Given data:
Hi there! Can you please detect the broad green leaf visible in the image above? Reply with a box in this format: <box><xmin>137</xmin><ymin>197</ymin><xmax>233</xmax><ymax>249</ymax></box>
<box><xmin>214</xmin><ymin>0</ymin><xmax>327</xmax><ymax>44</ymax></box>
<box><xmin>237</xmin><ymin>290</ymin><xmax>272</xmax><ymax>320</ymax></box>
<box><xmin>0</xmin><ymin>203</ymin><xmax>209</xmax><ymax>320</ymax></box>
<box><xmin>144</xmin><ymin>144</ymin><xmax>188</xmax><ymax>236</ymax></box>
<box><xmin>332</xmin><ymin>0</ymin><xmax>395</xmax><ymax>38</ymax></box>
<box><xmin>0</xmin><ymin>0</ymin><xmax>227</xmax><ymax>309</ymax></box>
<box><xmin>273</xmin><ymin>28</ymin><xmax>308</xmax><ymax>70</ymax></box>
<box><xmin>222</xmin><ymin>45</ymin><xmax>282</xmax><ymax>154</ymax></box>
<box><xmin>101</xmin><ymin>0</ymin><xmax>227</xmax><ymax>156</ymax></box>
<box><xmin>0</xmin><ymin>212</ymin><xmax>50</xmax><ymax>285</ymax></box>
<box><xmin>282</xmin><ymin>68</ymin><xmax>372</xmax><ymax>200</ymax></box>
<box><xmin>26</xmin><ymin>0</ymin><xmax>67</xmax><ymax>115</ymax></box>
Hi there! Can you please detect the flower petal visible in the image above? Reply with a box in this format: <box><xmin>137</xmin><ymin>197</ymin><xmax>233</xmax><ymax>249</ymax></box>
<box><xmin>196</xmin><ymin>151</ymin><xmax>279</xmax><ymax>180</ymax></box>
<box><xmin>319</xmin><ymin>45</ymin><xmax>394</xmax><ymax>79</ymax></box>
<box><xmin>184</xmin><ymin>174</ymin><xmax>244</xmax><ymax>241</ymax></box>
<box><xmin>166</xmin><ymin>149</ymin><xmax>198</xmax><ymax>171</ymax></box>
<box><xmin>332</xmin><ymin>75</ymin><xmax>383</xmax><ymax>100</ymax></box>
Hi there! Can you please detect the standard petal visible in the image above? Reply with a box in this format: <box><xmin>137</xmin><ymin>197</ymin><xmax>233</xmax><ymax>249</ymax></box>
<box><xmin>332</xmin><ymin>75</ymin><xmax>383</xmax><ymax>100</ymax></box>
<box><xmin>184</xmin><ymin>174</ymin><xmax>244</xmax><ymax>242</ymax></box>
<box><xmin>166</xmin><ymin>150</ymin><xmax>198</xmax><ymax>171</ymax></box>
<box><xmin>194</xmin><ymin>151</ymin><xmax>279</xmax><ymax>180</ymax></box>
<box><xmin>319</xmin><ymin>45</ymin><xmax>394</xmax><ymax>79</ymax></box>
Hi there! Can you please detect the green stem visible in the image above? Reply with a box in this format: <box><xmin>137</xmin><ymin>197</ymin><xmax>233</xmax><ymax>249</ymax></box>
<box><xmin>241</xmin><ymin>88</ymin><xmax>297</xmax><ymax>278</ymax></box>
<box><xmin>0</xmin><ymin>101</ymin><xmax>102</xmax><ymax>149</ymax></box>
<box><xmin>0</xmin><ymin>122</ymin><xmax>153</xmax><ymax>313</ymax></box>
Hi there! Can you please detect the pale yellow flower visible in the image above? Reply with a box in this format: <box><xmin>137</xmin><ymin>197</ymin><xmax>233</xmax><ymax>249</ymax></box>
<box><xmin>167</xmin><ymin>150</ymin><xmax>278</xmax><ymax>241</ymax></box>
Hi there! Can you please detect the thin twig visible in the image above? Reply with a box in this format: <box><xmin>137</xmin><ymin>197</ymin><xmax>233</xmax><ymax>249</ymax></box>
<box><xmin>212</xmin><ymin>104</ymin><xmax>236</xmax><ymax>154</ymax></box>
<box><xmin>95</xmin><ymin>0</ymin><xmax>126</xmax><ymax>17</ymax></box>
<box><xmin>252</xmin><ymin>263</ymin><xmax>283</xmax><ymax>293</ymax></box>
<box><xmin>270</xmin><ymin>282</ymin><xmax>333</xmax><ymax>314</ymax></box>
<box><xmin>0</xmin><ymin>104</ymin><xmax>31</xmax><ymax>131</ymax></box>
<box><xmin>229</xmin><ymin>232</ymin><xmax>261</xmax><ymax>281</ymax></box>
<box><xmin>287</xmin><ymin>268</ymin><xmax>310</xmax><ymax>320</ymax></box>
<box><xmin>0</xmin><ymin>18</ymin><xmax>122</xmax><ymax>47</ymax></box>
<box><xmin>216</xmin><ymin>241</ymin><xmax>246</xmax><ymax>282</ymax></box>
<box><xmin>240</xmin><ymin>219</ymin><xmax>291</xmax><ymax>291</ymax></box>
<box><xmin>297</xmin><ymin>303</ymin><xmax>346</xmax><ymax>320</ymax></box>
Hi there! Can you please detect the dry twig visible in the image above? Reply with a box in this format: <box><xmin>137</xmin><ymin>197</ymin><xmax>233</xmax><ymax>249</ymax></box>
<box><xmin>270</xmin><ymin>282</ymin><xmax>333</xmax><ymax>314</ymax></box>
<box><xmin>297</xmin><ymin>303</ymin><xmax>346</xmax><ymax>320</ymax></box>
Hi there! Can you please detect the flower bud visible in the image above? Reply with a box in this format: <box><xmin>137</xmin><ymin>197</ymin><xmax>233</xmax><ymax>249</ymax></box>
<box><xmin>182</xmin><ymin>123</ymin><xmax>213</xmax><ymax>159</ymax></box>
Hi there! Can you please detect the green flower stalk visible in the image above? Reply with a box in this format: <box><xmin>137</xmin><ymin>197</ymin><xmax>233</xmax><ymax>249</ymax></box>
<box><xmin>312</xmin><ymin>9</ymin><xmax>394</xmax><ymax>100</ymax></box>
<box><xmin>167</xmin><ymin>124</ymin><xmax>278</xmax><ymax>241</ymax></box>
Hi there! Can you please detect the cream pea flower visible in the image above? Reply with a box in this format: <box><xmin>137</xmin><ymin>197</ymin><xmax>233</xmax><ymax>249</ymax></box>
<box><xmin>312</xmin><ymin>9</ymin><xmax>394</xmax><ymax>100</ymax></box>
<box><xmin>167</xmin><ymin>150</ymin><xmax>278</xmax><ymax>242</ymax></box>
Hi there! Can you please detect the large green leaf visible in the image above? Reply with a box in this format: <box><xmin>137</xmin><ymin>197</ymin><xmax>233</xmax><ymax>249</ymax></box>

Assignment: Each entry is to be given again, exactly as it stands.

Finished exercise:
Hi there! Can you please detect the broad green leaf visible in the image above? Reply with a box in this format: <box><xmin>137</xmin><ymin>197</ymin><xmax>233</xmax><ymax>249</ymax></box>
<box><xmin>214</xmin><ymin>0</ymin><xmax>327</xmax><ymax>44</ymax></box>
<box><xmin>237</xmin><ymin>290</ymin><xmax>272</xmax><ymax>320</ymax></box>
<box><xmin>0</xmin><ymin>203</ymin><xmax>209</xmax><ymax>320</ymax></box>
<box><xmin>144</xmin><ymin>144</ymin><xmax>188</xmax><ymax>236</ymax></box>
<box><xmin>332</xmin><ymin>0</ymin><xmax>395</xmax><ymax>38</ymax></box>
<box><xmin>0</xmin><ymin>0</ymin><xmax>227</xmax><ymax>309</ymax></box>
<box><xmin>273</xmin><ymin>28</ymin><xmax>308</xmax><ymax>70</ymax></box>
<box><xmin>222</xmin><ymin>45</ymin><xmax>282</xmax><ymax>154</ymax></box>
<box><xmin>101</xmin><ymin>0</ymin><xmax>227</xmax><ymax>156</ymax></box>
<box><xmin>0</xmin><ymin>212</ymin><xmax>50</xmax><ymax>285</ymax></box>
<box><xmin>282</xmin><ymin>68</ymin><xmax>372</xmax><ymax>200</ymax></box>
<box><xmin>26</xmin><ymin>0</ymin><xmax>67</xmax><ymax>115</ymax></box>
Hi there! Can you please detect the flower petal visible in the image above? Reply with a box in this format: <box><xmin>137</xmin><ymin>197</ymin><xmax>233</xmax><ymax>249</ymax></box>
<box><xmin>196</xmin><ymin>151</ymin><xmax>279</xmax><ymax>180</ymax></box>
<box><xmin>319</xmin><ymin>45</ymin><xmax>394</xmax><ymax>79</ymax></box>
<box><xmin>184</xmin><ymin>174</ymin><xmax>244</xmax><ymax>241</ymax></box>
<box><xmin>166</xmin><ymin>149</ymin><xmax>198</xmax><ymax>171</ymax></box>
<box><xmin>332</xmin><ymin>75</ymin><xmax>383</xmax><ymax>100</ymax></box>
Hi there! Can you please detect the standard petal visible in the image above? Reply with a box in this format: <box><xmin>137</xmin><ymin>197</ymin><xmax>233</xmax><ymax>249</ymax></box>
<box><xmin>332</xmin><ymin>75</ymin><xmax>383</xmax><ymax>100</ymax></box>
<box><xmin>184</xmin><ymin>174</ymin><xmax>244</xmax><ymax>242</ymax></box>
<box><xmin>166</xmin><ymin>150</ymin><xmax>198</xmax><ymax>171</ymax></box>
<box><xmin>194</xmin><ymin>151</ymin><xmax>279</xmax><ymax>180</ymax></box>
<box><xmin>319</xmin><ymin>45</ymin><xmax>394</xmax><ymax>79</ymax></box>
Hi there! Can you please detect the green stem visible in the image above? Reply with a box in this format: <box><xmin>137</xmin><ymin>197</ymin><xmax>233</xmax><ymax>249</ymax></box>
<box><xmin>241</xmin><ymin>88</ymin><xmax>297</xmax><ymax>278</ymax></box>
<box><xmin>0</xmin><ymin>101</ymin><xmax>102</xmax><ymax>149</ymax></box>
<box><xmin>0</xmin><ymin>122</ymin><xmax>153</xmax><ymax>313</ymax></box>
Hi there! Can you please detect the pale yellow flower visible in the image above? Reply with a box in this format: <box><xmin>137</xmin><ymin>197</ymin><xmax>233</xmax><ymax>249</ymax></box>
<box><xmin>167</xmin><ymin>150</ymin><xmax>278</xmax><ymax>241</ymax></box>
Hi there! Can you please detect the thin twig visible in the image above? Reply with a box in this format: <box><xmin>137</xmin><ymin>197</ymin><xmax>233</xmax><ymax>249</ymax></box>
<box><xmin>212</xmin><ymin>104</ymin><xmax>236</xmax><ymax>154</ymax></box>
<box><xmin>95</xmin><ymin>0</ymin><xmax>126</xmax><ymax>17</ymax></box>
<box><xmin>252</xmin><ymin>263</ymin><xmax>283</xmax><ymax>293</ymax></box>
<box><xmin>270</xmin><ymin>282</ymin><xmax>333</xmax><ymax>314</ymax></box>
<box><xmin>0</xmin><ymin>104</ymin><xmax>31</xmax><ymax>131</ymax></box>
<box><xmin>229</xmin><ymin>232</ymin><xmax>261</xmax><ymax>281</ymax></box>
<box><xmin>287</xmin><ymin>268</ymin><xmax>310</xmax><ymax>320</ymax></box>
<box><xmin>0</xmin><ymin>18</ymin><xmax>122</xmax><ymax>47</ymax></box>
<box><xmin>216</xmin><ymin>241</ymin><xmax>246</xmax><ymax>282</ymax></box>
<box><xmin>240</xmin><ymin>219</ymin><xmax>291</xmax><ymax>291</ymax></box>
<box><xmin>297</xmin><ymin>303</ymin><xmax>346</xmax><ymax>320</ymax></box>
Hi there! Can you please detect the dry twig visible in the image above? Reply with a box in this format: <box><xmin>137</xmin><ymin>197</ymin><xmax>233</xmax><ymax>249</ymax></box>
<box><xmin>270</xmin><ymin>282</ymin><xmax>333</xmax><ymax>314</ymax></box>
<box><xmin>297</xmin><ymin>303</ymin><xmax>346</xmax><ymax>320</ymax></box>
Hi there! Can you please detect the flower bud visible in the image above? Reply with a box in this format: <box><xmin>137</xmin><ymin>197</ymin><xmax>233</xmax><ymax>249</ymax></box>
<box><xmin>182</xmin><ymin>123</ymin><xmax>213</xmax><ymax>159</ymax></box>
Hi there! Can you please detect the green flower stalk visible in the image above? Reply with a box in this format: <box><xmin>137</xmin><ymin>197</ymin><xmax>233</xmax><ymax>249</ymax></box>
<box><xmin>312</xmin><ymin>9</ymin><xmax>394</xmax><ymax>100</ymax></box>
<box><xmin>167</xmin><ymin>124</ymin><xmax>278</xmax><ymax>241</ymax></box>
Hi there! Can you please detect the cream pea flower visible in the image above? Reply with a box in this format: <box><xmin>137</xmin><ymin>197</ymin><xmax>233</xmax><ymax>249</ymax></box>
<box><xmin>312</xmin><ymin>9</ymin><xmax>394</xmax><ymax>100</ymax></box>
<box><xmin>167</xmin><ymin>150</ymin><xmax>278</xmax><ymax>242</ymax></box>
Hi there! Can you please detect the large green leaf visible in the image above? Reply with a box in this format: <box><xmin>137</xmin><ymin>197</ymin><xmax>233</xmax><ymax>249</ymax></box>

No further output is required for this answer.